WORK INSTRUCTIONS =
Quote the full passage on environmental and safety matters word for word.

DOCUMENT PASSAGE =
* * *
Environmental and Safety Matters — The Business and other companies in the oil and gas industry are subject to numerous federal, state and local laws and regulations dealing with the environment. Violation of federal or state environmental laws, regulations and permits can result in the imposition of significant civil and criminal penalties, injunctions and construction bans or delays. A discharge of hazardous substances into the environment could, to the extent such event is not insured, subject the Business to substantial expense, including both the cost to comply with applicable regulations and claims by neighboring landowners and other third parties for any personal injury and property damage that might result.
* * *
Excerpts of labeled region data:
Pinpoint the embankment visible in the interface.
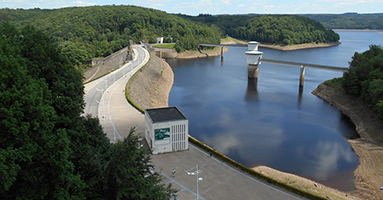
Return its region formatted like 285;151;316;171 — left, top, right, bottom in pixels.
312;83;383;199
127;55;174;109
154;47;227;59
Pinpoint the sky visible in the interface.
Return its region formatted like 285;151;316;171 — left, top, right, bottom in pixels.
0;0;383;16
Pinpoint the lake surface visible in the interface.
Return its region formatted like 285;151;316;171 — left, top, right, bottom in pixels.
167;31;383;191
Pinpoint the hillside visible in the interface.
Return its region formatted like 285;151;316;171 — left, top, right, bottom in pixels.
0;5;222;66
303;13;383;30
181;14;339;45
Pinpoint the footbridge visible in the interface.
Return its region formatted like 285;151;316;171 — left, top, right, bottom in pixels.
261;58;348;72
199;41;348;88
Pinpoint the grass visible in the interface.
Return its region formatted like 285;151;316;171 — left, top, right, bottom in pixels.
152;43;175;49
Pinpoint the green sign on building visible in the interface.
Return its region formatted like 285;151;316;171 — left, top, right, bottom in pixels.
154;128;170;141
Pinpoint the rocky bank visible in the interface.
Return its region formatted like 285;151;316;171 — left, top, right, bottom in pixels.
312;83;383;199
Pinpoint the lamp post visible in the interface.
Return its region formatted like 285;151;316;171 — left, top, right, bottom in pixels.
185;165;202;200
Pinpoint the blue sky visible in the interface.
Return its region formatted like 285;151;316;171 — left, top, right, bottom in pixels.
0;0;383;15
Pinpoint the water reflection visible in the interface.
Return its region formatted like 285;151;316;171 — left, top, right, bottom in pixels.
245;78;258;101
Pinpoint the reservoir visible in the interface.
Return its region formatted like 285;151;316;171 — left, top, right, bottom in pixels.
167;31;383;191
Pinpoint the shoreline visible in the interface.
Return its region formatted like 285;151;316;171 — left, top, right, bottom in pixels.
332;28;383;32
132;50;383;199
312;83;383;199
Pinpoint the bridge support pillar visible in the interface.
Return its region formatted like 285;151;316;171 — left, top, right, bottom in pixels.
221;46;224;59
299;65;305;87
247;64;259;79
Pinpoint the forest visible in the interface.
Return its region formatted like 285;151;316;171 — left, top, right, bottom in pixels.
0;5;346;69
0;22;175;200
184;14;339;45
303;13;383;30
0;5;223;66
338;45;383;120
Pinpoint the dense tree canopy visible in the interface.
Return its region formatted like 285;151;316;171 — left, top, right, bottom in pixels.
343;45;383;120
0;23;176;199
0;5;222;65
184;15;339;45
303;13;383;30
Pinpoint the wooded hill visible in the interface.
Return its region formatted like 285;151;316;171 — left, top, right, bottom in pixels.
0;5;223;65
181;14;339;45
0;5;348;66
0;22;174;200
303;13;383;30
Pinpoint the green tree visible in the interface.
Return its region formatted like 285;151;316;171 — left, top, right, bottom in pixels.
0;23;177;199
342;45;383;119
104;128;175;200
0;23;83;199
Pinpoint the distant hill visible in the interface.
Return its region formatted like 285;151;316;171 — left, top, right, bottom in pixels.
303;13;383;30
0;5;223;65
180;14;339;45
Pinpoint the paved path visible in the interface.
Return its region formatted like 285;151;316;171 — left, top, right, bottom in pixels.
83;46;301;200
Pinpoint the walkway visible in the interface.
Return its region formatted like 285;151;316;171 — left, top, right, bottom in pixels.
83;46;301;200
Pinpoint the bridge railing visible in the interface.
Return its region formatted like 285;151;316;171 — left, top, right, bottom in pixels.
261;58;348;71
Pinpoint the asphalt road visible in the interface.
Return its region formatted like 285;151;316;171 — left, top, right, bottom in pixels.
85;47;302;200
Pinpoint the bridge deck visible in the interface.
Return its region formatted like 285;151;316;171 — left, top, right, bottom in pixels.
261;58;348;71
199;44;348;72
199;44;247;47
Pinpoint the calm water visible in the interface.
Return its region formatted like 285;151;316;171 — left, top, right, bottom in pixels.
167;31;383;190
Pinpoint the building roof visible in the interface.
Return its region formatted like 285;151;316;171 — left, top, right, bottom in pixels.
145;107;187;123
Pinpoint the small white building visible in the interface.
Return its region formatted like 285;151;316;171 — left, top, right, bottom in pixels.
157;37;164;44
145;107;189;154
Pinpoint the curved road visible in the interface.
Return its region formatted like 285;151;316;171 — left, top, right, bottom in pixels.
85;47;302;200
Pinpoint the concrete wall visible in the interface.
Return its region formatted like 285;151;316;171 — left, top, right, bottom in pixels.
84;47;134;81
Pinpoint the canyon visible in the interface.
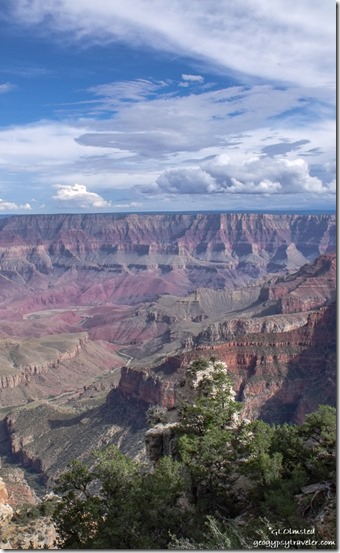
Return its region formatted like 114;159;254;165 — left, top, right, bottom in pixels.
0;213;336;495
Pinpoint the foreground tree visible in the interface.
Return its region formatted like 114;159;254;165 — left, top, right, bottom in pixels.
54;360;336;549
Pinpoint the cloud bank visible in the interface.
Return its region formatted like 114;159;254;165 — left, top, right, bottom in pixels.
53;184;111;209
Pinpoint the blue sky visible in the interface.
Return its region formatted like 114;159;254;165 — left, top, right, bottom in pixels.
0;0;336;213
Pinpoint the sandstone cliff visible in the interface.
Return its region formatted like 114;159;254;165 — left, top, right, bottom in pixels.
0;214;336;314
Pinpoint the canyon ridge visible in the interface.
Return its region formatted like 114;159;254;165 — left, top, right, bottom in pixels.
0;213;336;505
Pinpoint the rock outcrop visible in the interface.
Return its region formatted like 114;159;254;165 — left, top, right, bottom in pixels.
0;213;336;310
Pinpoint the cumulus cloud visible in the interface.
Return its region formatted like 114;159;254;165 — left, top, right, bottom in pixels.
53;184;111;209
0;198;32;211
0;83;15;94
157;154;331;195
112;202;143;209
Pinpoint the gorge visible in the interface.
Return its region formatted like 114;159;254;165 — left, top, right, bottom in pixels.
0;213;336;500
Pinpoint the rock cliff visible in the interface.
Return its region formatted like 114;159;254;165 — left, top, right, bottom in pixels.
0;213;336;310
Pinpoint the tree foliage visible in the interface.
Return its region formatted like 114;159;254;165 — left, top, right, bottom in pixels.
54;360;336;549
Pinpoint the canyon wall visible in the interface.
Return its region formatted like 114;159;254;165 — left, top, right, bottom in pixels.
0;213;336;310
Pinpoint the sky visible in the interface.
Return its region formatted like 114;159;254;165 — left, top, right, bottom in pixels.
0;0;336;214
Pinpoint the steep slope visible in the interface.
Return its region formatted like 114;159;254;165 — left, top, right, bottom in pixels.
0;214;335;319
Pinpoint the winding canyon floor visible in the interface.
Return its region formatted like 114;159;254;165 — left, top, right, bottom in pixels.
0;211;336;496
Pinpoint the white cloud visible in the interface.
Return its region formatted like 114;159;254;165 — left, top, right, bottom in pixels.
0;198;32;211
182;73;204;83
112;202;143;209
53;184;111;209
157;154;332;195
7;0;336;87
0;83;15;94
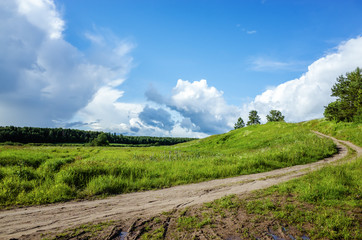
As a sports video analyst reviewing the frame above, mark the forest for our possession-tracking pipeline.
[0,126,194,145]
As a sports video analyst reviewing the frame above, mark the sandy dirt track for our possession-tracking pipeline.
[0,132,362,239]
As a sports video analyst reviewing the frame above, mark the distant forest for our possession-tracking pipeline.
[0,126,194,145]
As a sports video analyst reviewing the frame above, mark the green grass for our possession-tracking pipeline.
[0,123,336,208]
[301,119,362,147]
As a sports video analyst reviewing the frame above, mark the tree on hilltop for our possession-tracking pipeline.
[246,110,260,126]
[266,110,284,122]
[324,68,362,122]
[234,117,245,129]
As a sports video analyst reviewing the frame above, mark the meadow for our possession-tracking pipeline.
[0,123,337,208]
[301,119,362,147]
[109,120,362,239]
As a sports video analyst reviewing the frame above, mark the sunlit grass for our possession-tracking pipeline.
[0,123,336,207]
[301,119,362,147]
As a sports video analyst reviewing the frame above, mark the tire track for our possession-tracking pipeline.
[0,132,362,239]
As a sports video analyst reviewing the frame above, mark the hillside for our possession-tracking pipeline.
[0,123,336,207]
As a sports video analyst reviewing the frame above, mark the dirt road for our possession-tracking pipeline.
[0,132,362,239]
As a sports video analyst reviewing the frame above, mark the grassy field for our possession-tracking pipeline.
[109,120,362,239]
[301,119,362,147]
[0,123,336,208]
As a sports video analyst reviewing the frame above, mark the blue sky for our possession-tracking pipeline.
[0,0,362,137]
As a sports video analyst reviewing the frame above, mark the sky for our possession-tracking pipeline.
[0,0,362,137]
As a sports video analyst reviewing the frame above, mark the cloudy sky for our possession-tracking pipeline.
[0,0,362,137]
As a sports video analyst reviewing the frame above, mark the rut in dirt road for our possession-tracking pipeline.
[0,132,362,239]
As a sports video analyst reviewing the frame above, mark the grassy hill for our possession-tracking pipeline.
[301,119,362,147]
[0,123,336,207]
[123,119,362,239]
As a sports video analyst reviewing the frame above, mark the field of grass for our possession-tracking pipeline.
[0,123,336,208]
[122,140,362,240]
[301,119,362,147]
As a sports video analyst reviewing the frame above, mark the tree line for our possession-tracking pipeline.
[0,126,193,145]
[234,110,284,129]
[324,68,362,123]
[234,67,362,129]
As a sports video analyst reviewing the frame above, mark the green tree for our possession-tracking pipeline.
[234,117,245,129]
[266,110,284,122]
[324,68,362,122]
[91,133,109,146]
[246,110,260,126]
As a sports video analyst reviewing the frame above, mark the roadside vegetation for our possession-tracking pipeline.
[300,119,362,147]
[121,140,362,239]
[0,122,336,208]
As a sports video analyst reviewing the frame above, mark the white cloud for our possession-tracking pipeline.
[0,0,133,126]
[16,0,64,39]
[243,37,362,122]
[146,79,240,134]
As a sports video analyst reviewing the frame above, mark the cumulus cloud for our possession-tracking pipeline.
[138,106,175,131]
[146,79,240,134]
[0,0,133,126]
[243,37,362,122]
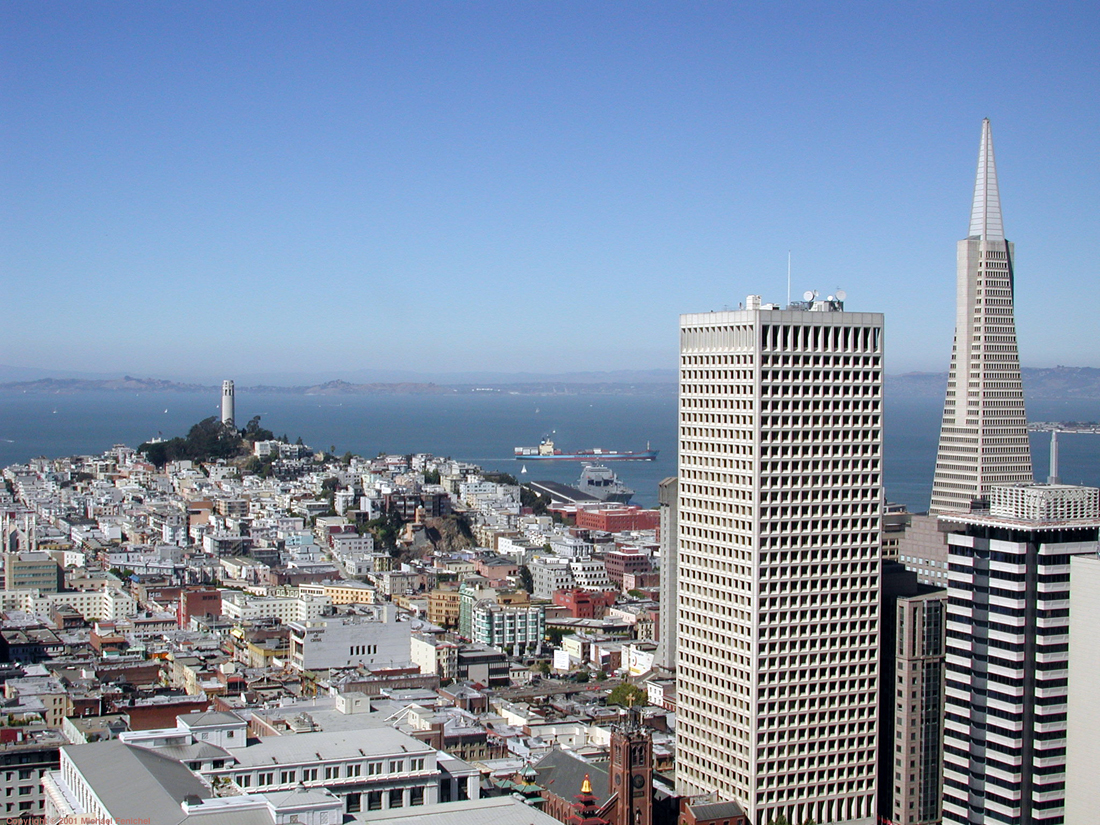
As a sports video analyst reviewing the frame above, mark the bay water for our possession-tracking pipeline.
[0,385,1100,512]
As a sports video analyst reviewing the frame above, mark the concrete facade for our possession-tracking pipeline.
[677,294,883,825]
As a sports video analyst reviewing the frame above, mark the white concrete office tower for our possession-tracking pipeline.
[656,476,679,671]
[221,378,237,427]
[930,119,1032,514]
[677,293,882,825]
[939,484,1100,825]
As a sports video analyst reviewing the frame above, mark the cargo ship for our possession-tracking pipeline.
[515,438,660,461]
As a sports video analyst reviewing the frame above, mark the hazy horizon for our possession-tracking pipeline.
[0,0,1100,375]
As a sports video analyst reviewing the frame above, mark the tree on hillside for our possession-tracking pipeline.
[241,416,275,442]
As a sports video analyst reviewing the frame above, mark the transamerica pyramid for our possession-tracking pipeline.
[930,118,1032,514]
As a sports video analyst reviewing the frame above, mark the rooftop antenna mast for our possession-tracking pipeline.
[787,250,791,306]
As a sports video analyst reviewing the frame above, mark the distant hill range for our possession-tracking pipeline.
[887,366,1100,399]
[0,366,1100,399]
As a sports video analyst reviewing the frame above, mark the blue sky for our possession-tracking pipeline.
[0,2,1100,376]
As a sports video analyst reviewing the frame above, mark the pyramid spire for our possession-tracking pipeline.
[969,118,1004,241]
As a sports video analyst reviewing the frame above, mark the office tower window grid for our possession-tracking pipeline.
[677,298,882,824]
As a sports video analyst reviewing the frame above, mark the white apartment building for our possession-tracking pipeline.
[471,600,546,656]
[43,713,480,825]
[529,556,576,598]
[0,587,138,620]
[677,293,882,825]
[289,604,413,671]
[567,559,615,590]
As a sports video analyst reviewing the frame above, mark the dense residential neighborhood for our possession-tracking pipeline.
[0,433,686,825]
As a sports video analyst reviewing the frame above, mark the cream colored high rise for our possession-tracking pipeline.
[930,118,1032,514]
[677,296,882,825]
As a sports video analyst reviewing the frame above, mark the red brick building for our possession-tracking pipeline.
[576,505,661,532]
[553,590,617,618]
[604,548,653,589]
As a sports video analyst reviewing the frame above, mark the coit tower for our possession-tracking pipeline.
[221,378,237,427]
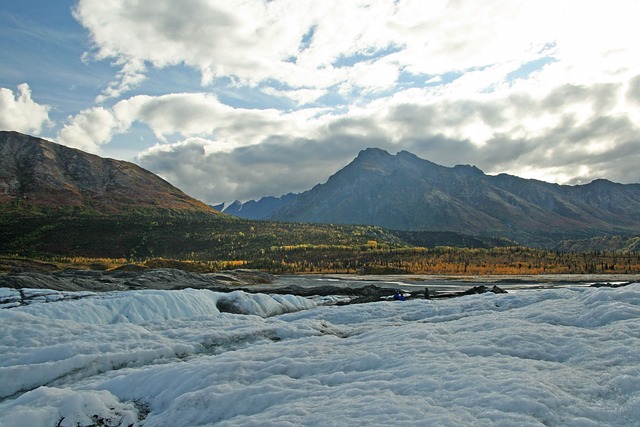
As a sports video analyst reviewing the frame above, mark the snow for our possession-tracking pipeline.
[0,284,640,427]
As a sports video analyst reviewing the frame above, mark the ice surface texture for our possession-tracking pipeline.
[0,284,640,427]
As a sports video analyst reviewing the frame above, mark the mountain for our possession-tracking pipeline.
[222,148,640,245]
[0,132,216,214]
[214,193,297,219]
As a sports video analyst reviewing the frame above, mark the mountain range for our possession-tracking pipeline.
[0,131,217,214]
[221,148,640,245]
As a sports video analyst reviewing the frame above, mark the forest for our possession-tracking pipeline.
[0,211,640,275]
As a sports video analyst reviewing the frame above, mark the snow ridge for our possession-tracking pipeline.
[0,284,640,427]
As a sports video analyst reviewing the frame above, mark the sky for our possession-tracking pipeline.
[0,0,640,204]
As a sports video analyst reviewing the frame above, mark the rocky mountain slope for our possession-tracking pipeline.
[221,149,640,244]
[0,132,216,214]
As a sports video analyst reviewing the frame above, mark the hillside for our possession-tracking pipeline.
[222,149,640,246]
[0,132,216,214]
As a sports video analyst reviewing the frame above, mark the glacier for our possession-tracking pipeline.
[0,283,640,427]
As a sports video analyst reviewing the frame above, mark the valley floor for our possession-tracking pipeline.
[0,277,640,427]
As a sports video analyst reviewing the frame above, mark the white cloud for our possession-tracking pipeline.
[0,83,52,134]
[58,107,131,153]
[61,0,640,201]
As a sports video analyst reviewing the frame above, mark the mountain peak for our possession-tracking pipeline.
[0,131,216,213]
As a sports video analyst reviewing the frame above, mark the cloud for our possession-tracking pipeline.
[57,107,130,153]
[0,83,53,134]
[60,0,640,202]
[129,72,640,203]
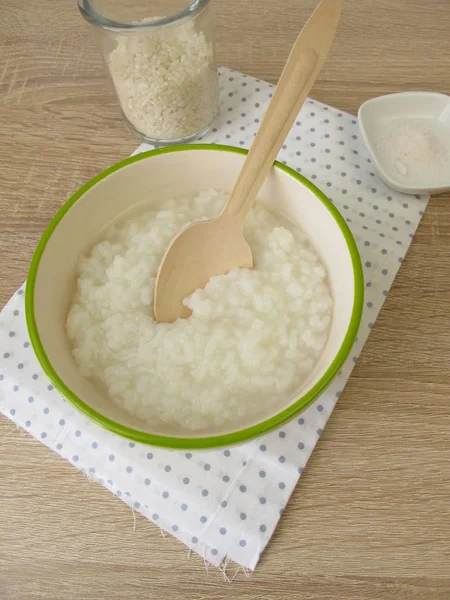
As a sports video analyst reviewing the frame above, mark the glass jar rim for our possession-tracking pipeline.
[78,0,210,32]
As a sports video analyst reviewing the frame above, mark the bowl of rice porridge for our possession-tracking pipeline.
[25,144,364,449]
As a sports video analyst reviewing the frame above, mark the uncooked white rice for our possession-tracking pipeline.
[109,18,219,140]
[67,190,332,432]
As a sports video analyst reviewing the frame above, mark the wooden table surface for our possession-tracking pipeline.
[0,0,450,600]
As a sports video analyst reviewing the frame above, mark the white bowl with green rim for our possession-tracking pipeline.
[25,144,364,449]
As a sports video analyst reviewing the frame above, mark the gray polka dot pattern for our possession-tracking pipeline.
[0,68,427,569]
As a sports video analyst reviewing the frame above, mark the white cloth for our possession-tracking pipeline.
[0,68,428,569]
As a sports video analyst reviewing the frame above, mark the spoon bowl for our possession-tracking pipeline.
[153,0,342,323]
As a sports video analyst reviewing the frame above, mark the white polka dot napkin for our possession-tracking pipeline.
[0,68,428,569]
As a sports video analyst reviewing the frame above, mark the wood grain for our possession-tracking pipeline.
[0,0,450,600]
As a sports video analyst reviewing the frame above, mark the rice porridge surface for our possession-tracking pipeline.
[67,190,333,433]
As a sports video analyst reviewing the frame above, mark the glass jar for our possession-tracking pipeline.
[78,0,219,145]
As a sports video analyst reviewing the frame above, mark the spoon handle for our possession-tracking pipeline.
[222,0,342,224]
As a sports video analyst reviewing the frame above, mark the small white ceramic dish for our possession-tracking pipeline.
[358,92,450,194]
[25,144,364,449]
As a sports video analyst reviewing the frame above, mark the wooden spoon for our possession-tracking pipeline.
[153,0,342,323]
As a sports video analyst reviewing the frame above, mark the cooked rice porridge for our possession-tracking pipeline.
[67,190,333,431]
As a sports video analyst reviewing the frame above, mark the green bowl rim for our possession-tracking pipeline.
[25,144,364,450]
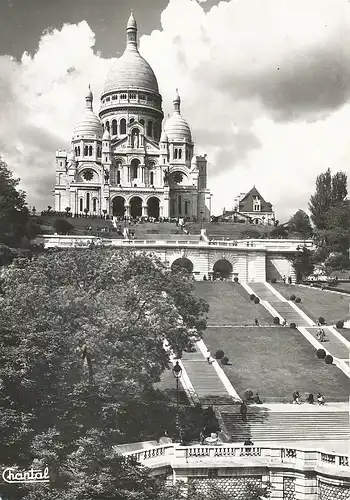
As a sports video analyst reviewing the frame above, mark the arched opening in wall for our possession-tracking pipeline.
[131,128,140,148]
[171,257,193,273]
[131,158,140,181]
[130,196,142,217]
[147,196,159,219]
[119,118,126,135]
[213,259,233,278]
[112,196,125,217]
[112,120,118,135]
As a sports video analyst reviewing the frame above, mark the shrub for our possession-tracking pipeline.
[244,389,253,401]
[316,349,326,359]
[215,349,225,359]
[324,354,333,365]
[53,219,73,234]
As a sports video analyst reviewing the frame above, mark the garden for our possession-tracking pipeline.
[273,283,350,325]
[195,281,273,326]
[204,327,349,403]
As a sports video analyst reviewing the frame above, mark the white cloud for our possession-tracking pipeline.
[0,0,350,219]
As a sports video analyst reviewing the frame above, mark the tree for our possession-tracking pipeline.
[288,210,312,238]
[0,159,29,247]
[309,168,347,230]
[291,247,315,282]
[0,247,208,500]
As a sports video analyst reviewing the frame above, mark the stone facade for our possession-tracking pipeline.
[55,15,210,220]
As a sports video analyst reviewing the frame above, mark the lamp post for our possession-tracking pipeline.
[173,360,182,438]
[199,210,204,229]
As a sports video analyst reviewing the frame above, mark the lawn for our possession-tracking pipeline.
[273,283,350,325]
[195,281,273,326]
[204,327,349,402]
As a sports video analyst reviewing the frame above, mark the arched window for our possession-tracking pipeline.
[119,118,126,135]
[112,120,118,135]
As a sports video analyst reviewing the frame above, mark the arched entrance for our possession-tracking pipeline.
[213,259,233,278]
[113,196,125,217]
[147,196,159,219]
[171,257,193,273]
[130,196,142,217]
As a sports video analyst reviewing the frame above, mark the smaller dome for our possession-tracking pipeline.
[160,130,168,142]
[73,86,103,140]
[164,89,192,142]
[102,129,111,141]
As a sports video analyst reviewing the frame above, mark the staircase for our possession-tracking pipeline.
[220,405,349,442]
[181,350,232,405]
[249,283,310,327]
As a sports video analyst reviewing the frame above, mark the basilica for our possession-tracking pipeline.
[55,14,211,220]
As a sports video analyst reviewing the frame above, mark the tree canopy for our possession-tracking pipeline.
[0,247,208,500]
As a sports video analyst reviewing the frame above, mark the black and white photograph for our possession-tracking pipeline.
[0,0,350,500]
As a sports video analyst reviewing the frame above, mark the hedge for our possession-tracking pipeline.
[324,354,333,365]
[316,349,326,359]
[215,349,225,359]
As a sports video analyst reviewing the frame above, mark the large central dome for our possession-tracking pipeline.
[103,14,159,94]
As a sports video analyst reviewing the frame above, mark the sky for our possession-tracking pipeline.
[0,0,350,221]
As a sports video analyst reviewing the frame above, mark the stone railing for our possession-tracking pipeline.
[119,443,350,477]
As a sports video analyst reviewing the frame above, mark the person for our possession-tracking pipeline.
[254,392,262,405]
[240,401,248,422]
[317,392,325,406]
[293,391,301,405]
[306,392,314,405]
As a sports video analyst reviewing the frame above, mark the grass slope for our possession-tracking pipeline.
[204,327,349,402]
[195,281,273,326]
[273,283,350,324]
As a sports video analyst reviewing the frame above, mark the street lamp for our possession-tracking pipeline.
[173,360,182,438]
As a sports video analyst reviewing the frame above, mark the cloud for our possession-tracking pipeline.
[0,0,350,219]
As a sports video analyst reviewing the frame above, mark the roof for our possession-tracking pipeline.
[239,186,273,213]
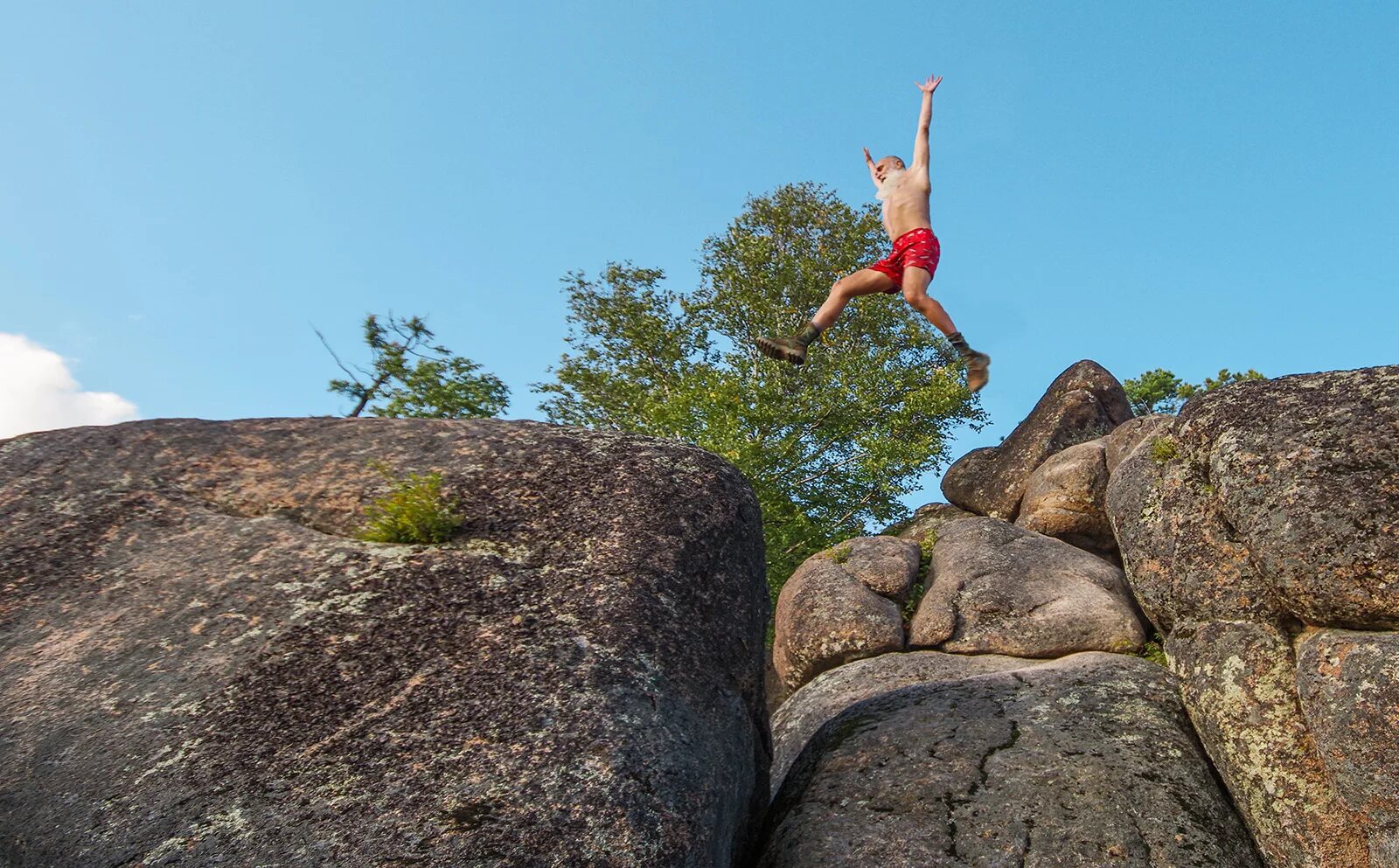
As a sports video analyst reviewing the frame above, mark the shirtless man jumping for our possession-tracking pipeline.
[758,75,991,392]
* * *
RESPONSE TO THIS TASK =
Environmental and Safety Matters — The Business and other companies in the oil and gas industry are subject to numerous federal, state and local laws and regulations dealing with the environment. Violation of federal or state environmental laws, regulations and permits can result in the imposition of significant civil and criminal penalties, injunctions and construction bans or delays. A discharge of hazardous substances into the environment could, to the extent such event is not insured, subject the Business to substantial expense, including both the cost to comply with applicable regulations and claims by neighboring landowners and other third parties for any personal injury and property damage that might result.